Reproduce each of the following items word for word, without altering a single character.

·····

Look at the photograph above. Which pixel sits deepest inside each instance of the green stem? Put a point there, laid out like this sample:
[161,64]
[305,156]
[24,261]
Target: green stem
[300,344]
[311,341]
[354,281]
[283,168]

·····

* Result
Look at the photograph above. Which pixel sits deepest inside each instance of the green stem? Put a point there, laid out like this sample:
[161,64]
[305,156]
[24,261]
Target: green stem
[300,344]
[311,341]
[354,281]
[283,168]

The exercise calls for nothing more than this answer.